PASSAGE FOR REVIEW below:

By Faye Martins
After completing Yoga certification, many instructors work with people who are new to Yogic practices. Many new Yoga instructors are anxious about teaching their first class. They spend time reviewing their lesson plans, mastering techniques, and thinking about what to do next. One thing you won’t have to do is create a handout, because here’s one after this paragraph. Over time, you will have to make changes. So please feel free to modify the handout below to suit your own needs.
In its purest sense, Yoga is an ancient philosophy that integrates the mind, body and spirit. While its comprehensive practice results in optimal benefits, people in the United States often think of its disciplines separately. The three branches most commonly practiced and discussed are breathing techniques, postures and meditation.
For beginners, information may seem overwhelming or shrouded in mystery. The important thing to remember is that it’s not necessary to know the history of Vedic texts or the Sanskrit names of poses to take up Yoga training. A few simple rules can set new Yogis on the right track and prevent mistakes.
Things Beginners Need to Know about Yoga
• Yoga promotes a healthy, clean lifestyle; it does not require a particular belief system or interfere with personal values.
• People practice many styles of Yoga in a wide variety of environments, oriented around everything from spirituality to complementary health care.
• Classes range in difficulty from therapeutic to intense.
• Instructors vary in levels of expertise, points of view and goals for students.
• Students need not be thin, athletic or wear fancy gear. Breathable, loose clothing and a non-slip mat are usually sufficient.

End of PASSAGE FOR REVIEW.

Please answer from the Yoga handout: which three branches of Yoga are most commonly practiced and discussed?

STORED DATA below:

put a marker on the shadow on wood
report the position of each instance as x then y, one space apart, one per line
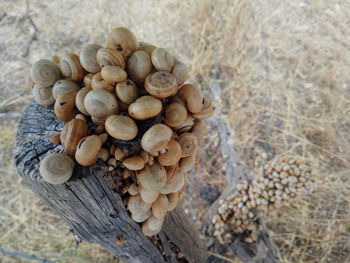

End of STORED DATA.

» FINISHED TASK: Breathing techniques, postures and meditation.